Task A
Answer these questions using the unit description below:
(i) How many workshops will be delivered, and how long is each?
(ii) From whom can students get feedback during the practicals and workshops?
(iii) What two items achieve the summative assessment?
Task B
Write out everything in the unit description below from "Feedback on Learning" down to "a practical workbook.".

(Passage to read Opens)

Workshops: 4 x 2-hour workshops will be delivered where you will work in small groups to solve industry relevant problems
Practicals: 6 x 2 hour labs will be delivered to develop your skills in recording, analysing and communicating experimental observations and data.
Feedback on Learning and Assessment
There will be extensive opportunity to assess your progress in the unit. By attendance and participation in the practical and workshop program, you will be able to assess your understanding of the lecture material. The informal nature of the practicals and workshops allows you to have ono-to-one feedback from the demonstrator. All staff in the unit will be available for individual or small group consultation.
Assessment
Overview
The assessment in this unit comprises both formative and summative elements. Formative assessment will take the form of provision of practice problems and data sets with worked solutions, regular feedback on your practical workbook and interactive discussions with your laboratory demonstrators and tutors. Summative assessment will be achieved by a annotated bibliography as well as a practical workbook.

(Passage to read Closes)
(Extracted information Opens)

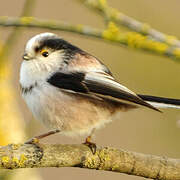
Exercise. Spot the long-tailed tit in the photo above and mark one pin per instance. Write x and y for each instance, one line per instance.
(71, 91)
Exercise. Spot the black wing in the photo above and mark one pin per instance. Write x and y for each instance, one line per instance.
(98, 83)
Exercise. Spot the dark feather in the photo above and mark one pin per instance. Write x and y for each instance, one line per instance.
(160, 99)
(77, 82)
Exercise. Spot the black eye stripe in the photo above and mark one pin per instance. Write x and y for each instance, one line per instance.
(45, 54)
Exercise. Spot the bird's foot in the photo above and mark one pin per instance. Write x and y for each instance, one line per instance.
(36, 139)
(90, 144)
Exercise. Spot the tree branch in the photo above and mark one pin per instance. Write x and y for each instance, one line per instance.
(112, 34)
(16, 156)
(129, 22)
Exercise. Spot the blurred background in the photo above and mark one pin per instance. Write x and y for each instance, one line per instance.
(140, 130)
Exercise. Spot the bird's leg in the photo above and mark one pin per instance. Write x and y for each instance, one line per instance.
(90, 144)
(36, 139)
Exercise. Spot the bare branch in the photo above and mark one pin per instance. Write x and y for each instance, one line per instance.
(16, 156)
(129, 22)
(112, 34)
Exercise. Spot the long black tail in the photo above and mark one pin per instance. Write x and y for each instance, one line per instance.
(161, 102)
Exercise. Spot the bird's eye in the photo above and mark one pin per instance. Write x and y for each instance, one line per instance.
(44, 53)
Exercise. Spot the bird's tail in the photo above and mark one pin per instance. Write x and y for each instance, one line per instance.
(161, 102)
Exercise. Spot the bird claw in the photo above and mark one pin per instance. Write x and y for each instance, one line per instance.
(91, 145)
(32, 141)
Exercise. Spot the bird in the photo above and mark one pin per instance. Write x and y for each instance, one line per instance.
(72, 92)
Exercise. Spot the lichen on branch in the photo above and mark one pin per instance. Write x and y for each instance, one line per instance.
(16, 156)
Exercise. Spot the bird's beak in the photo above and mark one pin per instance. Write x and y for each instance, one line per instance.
(26, 57)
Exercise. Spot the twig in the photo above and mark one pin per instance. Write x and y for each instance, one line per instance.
(129, 22)
(112, 33)
(16, 156)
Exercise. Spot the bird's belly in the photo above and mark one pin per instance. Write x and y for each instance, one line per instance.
(71, 113)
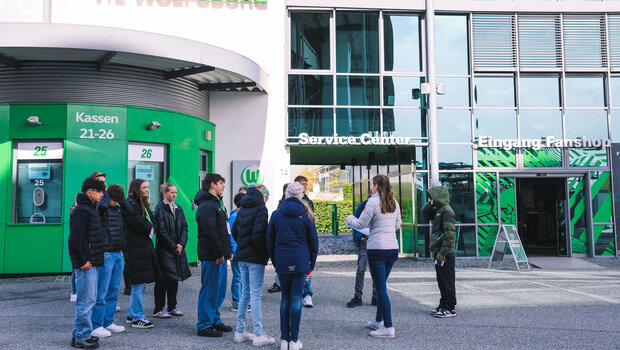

(Extracted information Closes)

Expected output A
(i) Four workshops, each two hours long.
(ii) The demonstrator.
(iii) An annotated bibliography and a practical workbook.

Expected output B
Feedback on Learning and Assessment
There will be extensive opportunity to assess your progress in the unit. By attendance and participation in the practical and workshop program, you will be able to assess your understanding of the lecture material. The informal nature of the practicals and workshops allows you to have ono-to-one feedback from the demonstrator. All staff in the unit will be available for individual or small group consultation.
Assessment
Overview
The assessment in this unit comprises both formative and summative elements. Formative assessment will take the form of provision of practice problems and data sets with worked solutions, regular feedback on your practical workbook and interactive discussions with your laboratory demonstrators and tutors. Summative assessment will be achieved by a annotated bibliography as well as a practical workbook.